* _Fragment_:
Stoiska Bobbi Brown dostępne są w Polsce w drogeriach Douglas. Zwykle obsługują je urocze konsultantki, służące pomocą w doborze kosmetyku. Na temat tych produktów słyszałam wiele dobrego, ale aby osobiście zapoznać się z marką, umówiłam się na bezpłatną lekcję makijażu.
Lekcja, to nic innego jak
makijaż wykonany przez wizażystkę, która dobiera kosmetyki Bobbi Brown,
pasujące do naszej urody. Podczas makijażu opowiada przy okazji o filozofii
marki. Wiodącą ideą jest podkreślenie naszego naturalnego piękna. Jednym
słowem wydobywamy z nas to, co najlepsze. W makijażu Bobbi Brown, wyglądamy
naturalnie, ale ładniej. Elementy użyte w makijażu zostają spisane na kartce, a
makijaż wykonany wg „10 kroków do piękna”.
Krok1+2: korektor, concealer, podkład
Wszelkie mankamenty tuszujemy korektorem, cienie pod oczami
również (concealer). Jeśli skóra tego wymaga wyrównujemy kolor podkładem.

* _Udostępniony materiał_:
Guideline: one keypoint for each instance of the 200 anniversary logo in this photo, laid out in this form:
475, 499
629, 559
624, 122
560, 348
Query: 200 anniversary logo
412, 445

* _Lista zadań_:
(A) Dlaczego we fragmencie o lekcji makijażu Bobbi Brown dochodzi do umówienia się na bezpłatną lekcję makijażu? Odpowiedz w jednym do trzech zdań.
(B) Czy poniższe stwierdzenia zgadzają się z fragmentem o lekcji makijażu Bobbi Brown? Przy każdym odpowiedz „tak” lub „nie” i dokładnie przytocz rozstrzygające słowa fragmentu.
(i) Stoiska Bobbi Brown można w Polsce znaleźć w drogeriach Douglas.
(ii) Lekcja makijażu jest płatna.
(iii) Podkład nakłada się zawsze, bez względu na stan skóry.
(C) Jak mogłaby wyglądać dalsza część fragmentu o lekcji makijażu Bobbi Brown? Kontynuuj go od miejsca, w którym się kończy.

* _Wyniki zadań_:
(A) Powodem była chęć osobistego zapoznania się z marką Bobbi Brown. O jej produktach osoba pisząca słyszała już wiele dobrego, ale chciała poznać markę sama.

(B)
(i) Tak: „Stoiska Bobbi Brown dostępne są w Polsce w drogeriach Douglas.”
(ii) Nie: „umówiłam się na bezpłatną lekcję makijażu”.
(iii) Nie: „Jeśli skóra tego wymaga wyrównujemy kolor podkładem.”

(C)
Krok3+4: puder, bronzer, róż
Pudrem matujemy korektor pod oczami oraz jeśli mamy cerę
mieszaną jak ja to również matujemy strefę „T”. Bronzerem delikatnie
oprószamy twarz i szyję (nie konturujemy raczej). Bronzer w makijażu Bobbi
Brown nie jest obowiązkowy, róż natomiast już tak, ponieważ nadaje nam
młodzieńczego wyglądu.
Krok 5+6: konturówka do ust, pomadka lub błyszczyk
Szminka lub błyszczyk w delikatnym kolorze. Szeroka gama kolorów
nudziakowych.
Krok 7: brwi
Kolor brwi wyrównujemy. Utrwalamy żelem. Możemy również użyć
żelu, jednocześnie nadającego kolor. Bobbi Brown posiada je w kilku kolorach.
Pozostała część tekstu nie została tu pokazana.